:: EXCERPTED TEXT ::
The turbot issue came before the NAFO annual meeting in Dartmouth, Nova Scotia, on 19 September through the 23rd, 1994. After questioning the scientists' advice, the EU proposed a TAC of 40,000 t although Canada argued for 15,000 t. The meeting ultimately settled on 27,000 t. Since agreement was not reached until the final day, a special meeting was scheduled for Brussels on 30 January through 1 February 1995 to establish a distribution key for allocating quotas among the contracting parties. The EU approved the overall catch limit at the December meeting of the Fisheries Council over the objections of Spain and Portugal, which argued that the EU should set an autonomous quota of 30,000 t on the basis that scientific evidence allowed for a 40,000 t TAC even though NAFO's Scientific Council had pointedly refrained from recommending a figure.

Canada and NAFO had tracked about 50 violations of boats crossing the 200 nautical mile EEZ limit to fish illegally within Canadian waters and recorded the use of illegal gear and overfishing outside Canadian waters. There was a growing concern in Canada that the turbot stock, like the Northern cod in 1992, was threatened by collapse.

In October 1994, the Minister of Fisheries and Oceans Brian Tobin, contacted the Spanish and Portuguese ambassadors and asked them to honour the NAFO regulation requiring countries to inspect their flag vessels to ensure that they were following the NAFO technical regulations. No improvement occurred.

In 1993, the NAFO council had already decided to introduce and test new inspection measures, such as on-board observers, on 10% of the vessels fishing in NAFO-regulated waters outside the Canadian EEZ and Vessel Monitoring System (VMS). The European Commission had tried to extend its jurisdiction and the power of its inspectors in 1993, but had been turned down by the European Union Council. However the EU Council could only try to persuade national governments to follow the internationally-agreed rules as well as the rules within EU waters.
:::
:: STORED ROWS ::
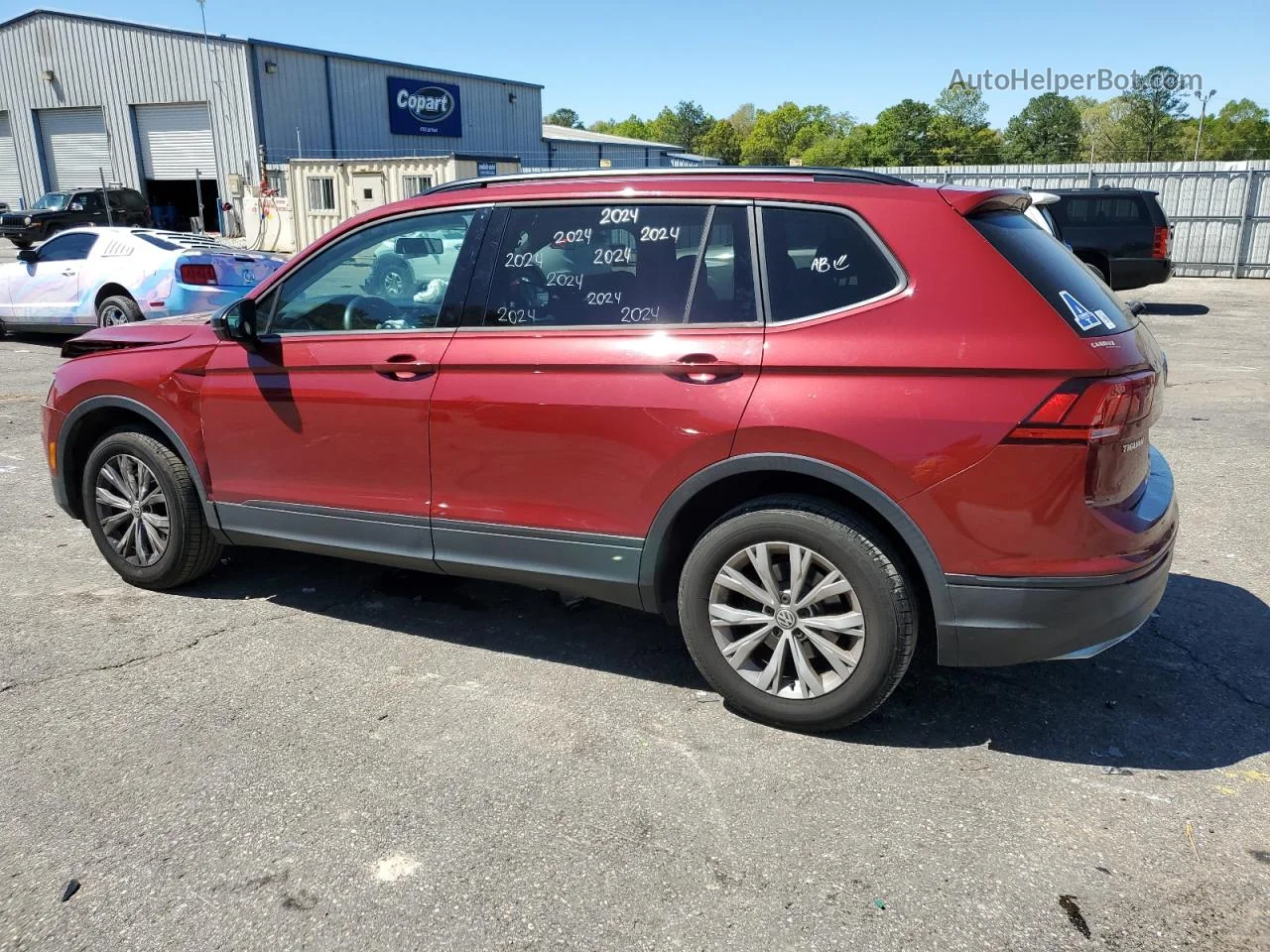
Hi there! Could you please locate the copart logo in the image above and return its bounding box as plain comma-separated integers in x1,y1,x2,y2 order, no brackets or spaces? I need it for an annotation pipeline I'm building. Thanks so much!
398,86,454,123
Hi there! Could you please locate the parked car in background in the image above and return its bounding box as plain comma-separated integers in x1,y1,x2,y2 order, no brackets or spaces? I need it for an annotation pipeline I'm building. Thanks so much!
0,228,283,334
0,187,150,248
1047,187,1174,291
44,168,1178,730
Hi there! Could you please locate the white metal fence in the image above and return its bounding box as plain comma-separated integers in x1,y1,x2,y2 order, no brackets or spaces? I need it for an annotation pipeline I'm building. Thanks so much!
871,160,1270,278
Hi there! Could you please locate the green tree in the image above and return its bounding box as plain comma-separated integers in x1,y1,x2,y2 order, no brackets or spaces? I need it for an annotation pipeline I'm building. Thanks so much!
648,100,713,153
929,82,1001,165
740,103,853,165
869,99,935,165
727,103,758,141
1080,96,1140,163
698,119,740,165
543,108,581,130
1184,99,1270,159
802,124,872,168
1004,92,1080,163
1125,66,1187,163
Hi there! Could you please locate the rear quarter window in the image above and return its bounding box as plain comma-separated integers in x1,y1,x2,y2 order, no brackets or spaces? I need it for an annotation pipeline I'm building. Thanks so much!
969,212,1138,337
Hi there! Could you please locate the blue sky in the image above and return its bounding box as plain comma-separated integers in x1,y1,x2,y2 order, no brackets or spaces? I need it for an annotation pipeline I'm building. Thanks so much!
15,0,1270,126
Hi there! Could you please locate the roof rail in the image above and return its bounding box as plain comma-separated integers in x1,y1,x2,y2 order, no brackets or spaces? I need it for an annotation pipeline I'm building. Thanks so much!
423,165,916,195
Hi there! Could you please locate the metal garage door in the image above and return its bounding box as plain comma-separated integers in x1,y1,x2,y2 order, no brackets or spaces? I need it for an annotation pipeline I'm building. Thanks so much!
38,108,114,191
0,113,22,208
136,103,216,180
:::
Return, word for word, the part of the turbot dispute text that opens with the words containing "Canada and NAFO" and closes with "threatened by collapse.".

Canada and NAFO had tracked about 50 violations of boats crossing the 200 nautical mile EEZ limit to fish illegally within Canadian waters and recorded the use of illegal gear and overfishing outside Canadian waters. There was a growing concern in Canada that the turbot stock, like the Northern cod in 1992, was threatened by collapse.